● GEGEVEN OPDRACHT A: Verander in het artikel over leidinggeven alles van "Het lijkt me" tot en met "aan betere voorbeelden." door "leiderschapsstijl" te vervangen door "managementstijl", en geef dat stuk opnieuw weer.

● ARTIKEL:

Als je hierover in gesprek gaat met mensen en hen uitlegt wat de bedoeling is – in het belang van onze maatschappelijke gezondheid – dan kan elke volwassene wel zien wanneer er een samenscholing aan het ontstaan is, niet? Eventueel moeten even de identiteitskaarten gecontroleerd en hupsakee afgehandeld.
Micromanagement is elke situatie willen vastleggen wat wel en niet mag. Als mensen op een bank gaan zitten bestaat een risico dat een passant even stopt en een praatje maakt, of – horror – er bij zou gaan zitten. Dus, neen, zitten mag niet. Afgehandeld, duidelijke regel. Maar,… omdat dergelijke regelneverij demotiverend werkt – en dus ook niet nageleefd wordt – maakt dat er dan uitzonderingen moeten worden toegestaan op de regel: zwangere vrouwen en ouderen mogen wel gaan zitten. En kan me nu iemand uitleggen hoe ik als politieagent moet omgaan met een vrouw die zegt zwanger te zijn maar er – nog? – niet rond voor uit komt. Mijn voorspelling: de volgende correctie komt er wellicht aan: zwangerschap zal moeten bewezen worden met een doktersbriefje of zo… terwijl het helemaal niet over de zwangerschap van die ene vrouw gaat, maar over de volksgezondheid… van de hele wereld. Het grotere plaatje dus.
Waar men de verzorgenden in WCZ’s – Woon en ZorgCentrums – decennialang als ondergeschikt uitvoerend personeel heeft behandeld,… dan is het voorspelbaar dat zij vandaag instructies vragen. E-learning – dé oplossing volgens Wouter Beke – wordt zonder twijfel eenrichtingsverkeer waarin ‘experts’ zullen zeggen hoe verzorgenden het moeten gaan doen. Terwijl het gesprek dat moet aangegaan worden is hoe je moet omgaan met die belangrijke ‘veilige’ richtlijn van anderhalve meter als het jouw taak is om mensen te wassen en te helpen aankleden. Wat moet je doen om én je patiënt én jezelf optimaal te beschermen? Wat die anderhalve meter-regel is alvast niét na te leven.
Het lijkt me in dit verband boeiend om eens te kijken in verschillende WZC’s welk het verband is tussen de leiderschapsstijl en de besmettingsgraad. Volgens mij valt hier wel wat uit te leren.
Het bizarre is dat ik dit verhaal makkelijk verteld krijg aan mensen op de werkvloer… totdat iemand van hen ploegbaas, teamleider, projectverantwoordelijke,… wordt. Want als ik een baas had die op mijn vingers kwam kijken… is de kans groot dat ik op dezelfde manier vorm geef aan mijn ‘leidinggeven’… bij gebrek aan betere voorbeelden.

● GEGEVEN OPDRACHT B: Selecteer in de records elke regel waarin het woord "post" staat en neem die regels over.

Records voor puntplaatsing:

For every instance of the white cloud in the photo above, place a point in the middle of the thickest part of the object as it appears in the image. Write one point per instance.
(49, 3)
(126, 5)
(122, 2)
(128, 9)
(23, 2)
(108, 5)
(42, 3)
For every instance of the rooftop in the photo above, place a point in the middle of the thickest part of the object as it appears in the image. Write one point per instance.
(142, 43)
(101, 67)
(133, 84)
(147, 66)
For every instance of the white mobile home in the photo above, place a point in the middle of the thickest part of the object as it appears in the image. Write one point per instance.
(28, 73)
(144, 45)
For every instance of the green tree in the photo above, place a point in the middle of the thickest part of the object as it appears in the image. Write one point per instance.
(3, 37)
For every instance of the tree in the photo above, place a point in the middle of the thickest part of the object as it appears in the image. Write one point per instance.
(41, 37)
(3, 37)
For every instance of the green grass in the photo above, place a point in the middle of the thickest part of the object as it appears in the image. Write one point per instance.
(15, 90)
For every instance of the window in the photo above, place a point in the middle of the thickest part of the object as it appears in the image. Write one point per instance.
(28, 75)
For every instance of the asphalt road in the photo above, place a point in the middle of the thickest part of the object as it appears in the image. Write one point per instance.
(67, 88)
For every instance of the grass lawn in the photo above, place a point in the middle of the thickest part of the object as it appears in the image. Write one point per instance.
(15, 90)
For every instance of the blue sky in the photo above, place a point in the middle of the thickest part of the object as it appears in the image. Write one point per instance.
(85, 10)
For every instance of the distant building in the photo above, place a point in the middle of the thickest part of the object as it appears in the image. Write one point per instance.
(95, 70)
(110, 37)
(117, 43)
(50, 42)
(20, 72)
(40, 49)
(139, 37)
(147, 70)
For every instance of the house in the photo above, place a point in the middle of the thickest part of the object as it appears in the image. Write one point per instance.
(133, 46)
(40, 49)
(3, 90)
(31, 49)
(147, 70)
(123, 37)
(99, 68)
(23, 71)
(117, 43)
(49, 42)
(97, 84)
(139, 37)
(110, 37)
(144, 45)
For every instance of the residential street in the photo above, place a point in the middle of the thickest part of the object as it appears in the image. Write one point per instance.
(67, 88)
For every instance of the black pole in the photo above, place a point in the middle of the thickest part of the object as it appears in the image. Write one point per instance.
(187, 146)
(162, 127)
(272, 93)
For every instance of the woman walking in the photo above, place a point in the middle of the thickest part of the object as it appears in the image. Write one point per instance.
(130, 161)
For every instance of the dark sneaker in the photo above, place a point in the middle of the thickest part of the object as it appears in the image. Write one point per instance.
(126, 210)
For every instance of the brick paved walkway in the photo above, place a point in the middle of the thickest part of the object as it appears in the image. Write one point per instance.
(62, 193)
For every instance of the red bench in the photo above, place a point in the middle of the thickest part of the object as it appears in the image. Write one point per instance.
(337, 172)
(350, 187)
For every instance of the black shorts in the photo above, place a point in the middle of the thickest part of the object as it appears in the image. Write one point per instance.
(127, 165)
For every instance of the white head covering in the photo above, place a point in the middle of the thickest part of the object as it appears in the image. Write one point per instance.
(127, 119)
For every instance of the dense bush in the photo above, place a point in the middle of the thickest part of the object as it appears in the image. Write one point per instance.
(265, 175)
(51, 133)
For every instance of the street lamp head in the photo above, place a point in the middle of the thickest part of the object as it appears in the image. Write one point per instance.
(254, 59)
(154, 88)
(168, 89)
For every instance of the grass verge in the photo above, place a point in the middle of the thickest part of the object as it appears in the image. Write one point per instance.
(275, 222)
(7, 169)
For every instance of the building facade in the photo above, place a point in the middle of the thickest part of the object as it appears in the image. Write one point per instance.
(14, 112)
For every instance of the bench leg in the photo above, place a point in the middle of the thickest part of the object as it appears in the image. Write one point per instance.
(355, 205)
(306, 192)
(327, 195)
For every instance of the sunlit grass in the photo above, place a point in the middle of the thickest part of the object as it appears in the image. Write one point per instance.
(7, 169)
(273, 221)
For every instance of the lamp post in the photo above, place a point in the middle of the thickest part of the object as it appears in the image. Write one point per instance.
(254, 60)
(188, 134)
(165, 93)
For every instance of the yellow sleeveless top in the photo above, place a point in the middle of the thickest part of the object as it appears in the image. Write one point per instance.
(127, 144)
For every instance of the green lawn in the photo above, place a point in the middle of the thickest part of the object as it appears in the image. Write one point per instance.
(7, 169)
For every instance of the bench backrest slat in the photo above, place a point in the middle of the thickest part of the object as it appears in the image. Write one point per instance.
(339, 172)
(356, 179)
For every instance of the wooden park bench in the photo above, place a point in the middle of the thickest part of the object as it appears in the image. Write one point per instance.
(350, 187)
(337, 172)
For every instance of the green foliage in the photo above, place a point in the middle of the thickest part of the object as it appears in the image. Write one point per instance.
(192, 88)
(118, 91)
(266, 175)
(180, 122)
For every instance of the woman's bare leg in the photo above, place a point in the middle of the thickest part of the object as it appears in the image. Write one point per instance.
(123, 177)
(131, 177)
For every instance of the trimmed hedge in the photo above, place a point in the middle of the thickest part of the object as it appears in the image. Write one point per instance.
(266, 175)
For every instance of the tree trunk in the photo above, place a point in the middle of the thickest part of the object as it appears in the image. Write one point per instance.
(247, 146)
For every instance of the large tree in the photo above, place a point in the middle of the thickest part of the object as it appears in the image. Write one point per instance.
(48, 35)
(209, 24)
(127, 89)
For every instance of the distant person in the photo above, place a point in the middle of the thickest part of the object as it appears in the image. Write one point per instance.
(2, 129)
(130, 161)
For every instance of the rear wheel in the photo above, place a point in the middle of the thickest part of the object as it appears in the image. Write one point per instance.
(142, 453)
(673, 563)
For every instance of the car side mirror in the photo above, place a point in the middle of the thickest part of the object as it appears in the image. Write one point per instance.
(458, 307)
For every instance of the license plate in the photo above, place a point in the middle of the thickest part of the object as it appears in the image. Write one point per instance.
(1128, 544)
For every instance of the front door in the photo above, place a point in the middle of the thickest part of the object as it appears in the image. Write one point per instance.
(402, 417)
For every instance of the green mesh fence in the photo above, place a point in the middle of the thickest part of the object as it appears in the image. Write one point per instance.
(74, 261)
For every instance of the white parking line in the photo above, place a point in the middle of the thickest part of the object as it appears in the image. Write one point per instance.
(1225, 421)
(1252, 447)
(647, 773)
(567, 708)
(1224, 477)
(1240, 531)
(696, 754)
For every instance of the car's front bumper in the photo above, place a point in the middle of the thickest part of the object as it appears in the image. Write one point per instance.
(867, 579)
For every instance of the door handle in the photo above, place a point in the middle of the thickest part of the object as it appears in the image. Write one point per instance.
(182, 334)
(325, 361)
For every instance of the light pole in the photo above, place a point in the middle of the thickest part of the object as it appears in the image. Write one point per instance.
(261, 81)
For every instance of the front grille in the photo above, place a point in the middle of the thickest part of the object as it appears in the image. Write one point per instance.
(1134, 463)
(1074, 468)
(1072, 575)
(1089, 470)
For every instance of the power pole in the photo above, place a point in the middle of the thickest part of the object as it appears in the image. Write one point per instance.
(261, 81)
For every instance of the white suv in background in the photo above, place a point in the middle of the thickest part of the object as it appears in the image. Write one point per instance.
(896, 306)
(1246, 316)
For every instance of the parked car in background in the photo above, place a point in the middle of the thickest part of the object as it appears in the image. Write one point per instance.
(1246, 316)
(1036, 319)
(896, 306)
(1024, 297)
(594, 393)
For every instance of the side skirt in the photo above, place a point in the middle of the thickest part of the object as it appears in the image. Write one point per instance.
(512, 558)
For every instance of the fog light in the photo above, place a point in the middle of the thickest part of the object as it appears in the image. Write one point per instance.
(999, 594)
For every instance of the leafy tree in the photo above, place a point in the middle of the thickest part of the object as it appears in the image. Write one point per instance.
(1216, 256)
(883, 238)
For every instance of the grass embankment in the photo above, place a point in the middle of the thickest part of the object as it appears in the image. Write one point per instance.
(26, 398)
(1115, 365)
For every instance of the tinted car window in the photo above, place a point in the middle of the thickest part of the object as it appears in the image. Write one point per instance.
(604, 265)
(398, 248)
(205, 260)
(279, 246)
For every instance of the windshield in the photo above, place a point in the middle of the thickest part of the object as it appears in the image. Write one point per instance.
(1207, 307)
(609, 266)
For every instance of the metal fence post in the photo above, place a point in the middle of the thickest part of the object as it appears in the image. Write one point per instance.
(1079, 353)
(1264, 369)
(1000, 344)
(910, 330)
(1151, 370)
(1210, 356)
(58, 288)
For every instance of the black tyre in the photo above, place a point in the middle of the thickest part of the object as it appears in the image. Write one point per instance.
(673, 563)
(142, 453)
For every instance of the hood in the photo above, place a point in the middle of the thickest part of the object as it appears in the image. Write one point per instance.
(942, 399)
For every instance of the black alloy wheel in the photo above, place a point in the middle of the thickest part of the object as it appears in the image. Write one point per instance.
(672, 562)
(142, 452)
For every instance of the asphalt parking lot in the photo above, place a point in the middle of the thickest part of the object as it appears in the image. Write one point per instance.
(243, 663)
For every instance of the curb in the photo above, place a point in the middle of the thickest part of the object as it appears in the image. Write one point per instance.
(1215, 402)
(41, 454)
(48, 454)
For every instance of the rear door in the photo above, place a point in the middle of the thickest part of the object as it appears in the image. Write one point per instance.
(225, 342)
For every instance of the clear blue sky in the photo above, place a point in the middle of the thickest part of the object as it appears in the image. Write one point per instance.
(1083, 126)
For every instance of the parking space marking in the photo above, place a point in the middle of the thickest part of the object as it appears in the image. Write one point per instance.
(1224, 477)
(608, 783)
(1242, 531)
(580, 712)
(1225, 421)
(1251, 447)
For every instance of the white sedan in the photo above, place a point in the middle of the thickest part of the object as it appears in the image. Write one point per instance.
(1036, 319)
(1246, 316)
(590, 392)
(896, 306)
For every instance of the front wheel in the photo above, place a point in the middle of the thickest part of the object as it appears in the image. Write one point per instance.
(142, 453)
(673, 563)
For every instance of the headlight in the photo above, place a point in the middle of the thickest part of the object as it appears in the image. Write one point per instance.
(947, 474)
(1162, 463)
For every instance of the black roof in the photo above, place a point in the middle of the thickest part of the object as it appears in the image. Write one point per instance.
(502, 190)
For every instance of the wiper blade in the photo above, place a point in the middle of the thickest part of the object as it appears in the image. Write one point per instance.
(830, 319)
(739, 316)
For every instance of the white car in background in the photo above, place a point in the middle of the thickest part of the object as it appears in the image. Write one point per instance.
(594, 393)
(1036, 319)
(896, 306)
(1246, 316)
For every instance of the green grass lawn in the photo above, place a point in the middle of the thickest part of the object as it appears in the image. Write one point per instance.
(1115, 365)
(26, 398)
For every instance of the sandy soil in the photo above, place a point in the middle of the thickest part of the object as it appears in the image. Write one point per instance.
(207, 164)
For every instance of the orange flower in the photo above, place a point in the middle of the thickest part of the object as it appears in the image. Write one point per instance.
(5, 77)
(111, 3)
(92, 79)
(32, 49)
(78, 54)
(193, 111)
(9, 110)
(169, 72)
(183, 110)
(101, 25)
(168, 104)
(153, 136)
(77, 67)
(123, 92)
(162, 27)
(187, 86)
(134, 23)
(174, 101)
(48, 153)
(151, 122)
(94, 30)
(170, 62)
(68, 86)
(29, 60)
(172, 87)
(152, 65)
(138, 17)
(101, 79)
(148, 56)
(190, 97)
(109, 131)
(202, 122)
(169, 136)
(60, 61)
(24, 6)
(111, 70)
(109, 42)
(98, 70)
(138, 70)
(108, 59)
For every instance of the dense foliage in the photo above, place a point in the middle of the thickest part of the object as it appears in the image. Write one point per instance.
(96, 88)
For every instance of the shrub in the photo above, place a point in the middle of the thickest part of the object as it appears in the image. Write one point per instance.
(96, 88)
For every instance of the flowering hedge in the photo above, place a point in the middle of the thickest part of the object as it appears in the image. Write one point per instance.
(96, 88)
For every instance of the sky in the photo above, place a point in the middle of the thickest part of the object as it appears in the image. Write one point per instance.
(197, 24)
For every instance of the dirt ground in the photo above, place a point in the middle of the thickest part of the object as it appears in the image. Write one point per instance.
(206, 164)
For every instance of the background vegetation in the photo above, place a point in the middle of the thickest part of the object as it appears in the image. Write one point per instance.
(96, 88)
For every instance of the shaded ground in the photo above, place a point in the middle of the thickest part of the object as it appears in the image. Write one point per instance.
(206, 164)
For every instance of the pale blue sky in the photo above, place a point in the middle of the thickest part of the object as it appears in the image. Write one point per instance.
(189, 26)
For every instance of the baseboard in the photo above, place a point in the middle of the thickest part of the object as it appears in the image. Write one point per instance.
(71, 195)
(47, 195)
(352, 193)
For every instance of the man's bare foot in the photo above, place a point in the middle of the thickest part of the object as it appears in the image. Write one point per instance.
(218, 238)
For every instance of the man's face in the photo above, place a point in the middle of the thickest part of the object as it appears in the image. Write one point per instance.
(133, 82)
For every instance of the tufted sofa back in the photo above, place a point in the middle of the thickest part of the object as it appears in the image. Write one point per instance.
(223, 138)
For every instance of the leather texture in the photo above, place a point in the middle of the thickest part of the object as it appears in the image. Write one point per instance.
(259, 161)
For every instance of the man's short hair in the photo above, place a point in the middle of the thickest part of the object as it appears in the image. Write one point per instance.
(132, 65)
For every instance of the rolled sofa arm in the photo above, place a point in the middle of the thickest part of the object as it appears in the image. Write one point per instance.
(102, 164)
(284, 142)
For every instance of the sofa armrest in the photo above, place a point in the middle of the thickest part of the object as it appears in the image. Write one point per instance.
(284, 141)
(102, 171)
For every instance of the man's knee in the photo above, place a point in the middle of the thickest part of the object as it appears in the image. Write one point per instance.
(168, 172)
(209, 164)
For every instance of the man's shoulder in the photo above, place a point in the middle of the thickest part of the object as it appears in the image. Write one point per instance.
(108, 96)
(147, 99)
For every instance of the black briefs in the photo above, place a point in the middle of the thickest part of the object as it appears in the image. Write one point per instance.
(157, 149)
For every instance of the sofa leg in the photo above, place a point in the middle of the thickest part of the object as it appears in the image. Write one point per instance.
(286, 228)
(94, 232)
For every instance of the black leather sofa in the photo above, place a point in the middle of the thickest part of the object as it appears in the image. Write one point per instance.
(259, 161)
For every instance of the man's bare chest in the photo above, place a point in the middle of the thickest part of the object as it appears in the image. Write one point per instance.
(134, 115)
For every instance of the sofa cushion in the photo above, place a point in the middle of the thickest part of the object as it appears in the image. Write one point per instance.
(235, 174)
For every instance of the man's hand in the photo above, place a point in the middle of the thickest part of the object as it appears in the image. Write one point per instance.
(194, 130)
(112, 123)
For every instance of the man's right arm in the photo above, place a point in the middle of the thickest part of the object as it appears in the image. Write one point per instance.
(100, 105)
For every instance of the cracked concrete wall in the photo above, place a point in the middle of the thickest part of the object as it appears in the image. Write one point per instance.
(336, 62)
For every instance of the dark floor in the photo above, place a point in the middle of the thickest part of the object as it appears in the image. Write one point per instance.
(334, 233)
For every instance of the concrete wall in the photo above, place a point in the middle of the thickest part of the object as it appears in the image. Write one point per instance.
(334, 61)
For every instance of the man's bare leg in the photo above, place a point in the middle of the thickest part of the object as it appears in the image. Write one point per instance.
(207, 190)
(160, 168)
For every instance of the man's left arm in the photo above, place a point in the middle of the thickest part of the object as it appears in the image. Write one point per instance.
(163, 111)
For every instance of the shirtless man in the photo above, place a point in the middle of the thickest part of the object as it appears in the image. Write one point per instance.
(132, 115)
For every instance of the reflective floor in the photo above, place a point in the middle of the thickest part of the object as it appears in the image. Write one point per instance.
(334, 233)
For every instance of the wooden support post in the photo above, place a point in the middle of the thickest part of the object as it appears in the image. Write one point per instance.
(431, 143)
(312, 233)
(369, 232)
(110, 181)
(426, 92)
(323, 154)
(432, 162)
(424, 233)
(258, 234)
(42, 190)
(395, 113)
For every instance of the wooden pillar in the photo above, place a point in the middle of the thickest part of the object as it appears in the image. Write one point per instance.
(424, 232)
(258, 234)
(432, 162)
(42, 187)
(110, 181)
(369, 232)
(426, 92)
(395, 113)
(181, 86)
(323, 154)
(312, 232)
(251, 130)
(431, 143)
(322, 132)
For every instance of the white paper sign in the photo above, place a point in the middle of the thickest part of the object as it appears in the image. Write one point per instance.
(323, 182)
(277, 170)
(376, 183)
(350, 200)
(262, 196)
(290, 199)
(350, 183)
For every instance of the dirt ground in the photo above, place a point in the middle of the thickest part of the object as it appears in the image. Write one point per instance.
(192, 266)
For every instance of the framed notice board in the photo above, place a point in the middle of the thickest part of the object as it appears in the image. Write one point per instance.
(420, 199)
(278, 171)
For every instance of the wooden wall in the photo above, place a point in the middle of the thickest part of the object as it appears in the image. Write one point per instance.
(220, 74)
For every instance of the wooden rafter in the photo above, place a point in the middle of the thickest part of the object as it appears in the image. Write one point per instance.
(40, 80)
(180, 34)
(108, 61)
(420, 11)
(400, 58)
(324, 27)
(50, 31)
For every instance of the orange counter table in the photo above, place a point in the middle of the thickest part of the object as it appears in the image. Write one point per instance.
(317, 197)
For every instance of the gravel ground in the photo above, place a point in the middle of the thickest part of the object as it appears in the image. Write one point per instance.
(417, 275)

● VOLLEDIGE UITVOER A:
Het lijkt me in dit verband boeiend om eens te kijken in verschillende WZC’s welk het verband is tussen de managementstijl en de besmettingsgraad. Volgens mij valt hier wel wat uit te leren.
Het bizarre is dat ik dit verhaal makkelijk verteld krijg aan mensen op de werkvloer… totdat iemand van hen ploegbaas, teamleider, projectverantwoordelijke,… wordt. Want als ik een baas had die op mijn vingers kwam kijken… is de kans groot dat ik op dezelfde manier vorm geef aan mijn ‘leidinggeven’… bij gebrek aan betere voorbeelden.

● VOLLEDIGE UITVOER B:
For every instance of the lamp post in the photo above, place a point in the middle of the thickest part of the object as it appears in the image. Write one point per instance.
For every instance of the metal fence post in the photo above, place a point in the middle of the thickest part of the object as it appears in the image. Write one point per instance.
For every instance of the wooden support post in the photo above, place a point in the middle of the thickest part of the object as it appears in the image. Write one point per instance.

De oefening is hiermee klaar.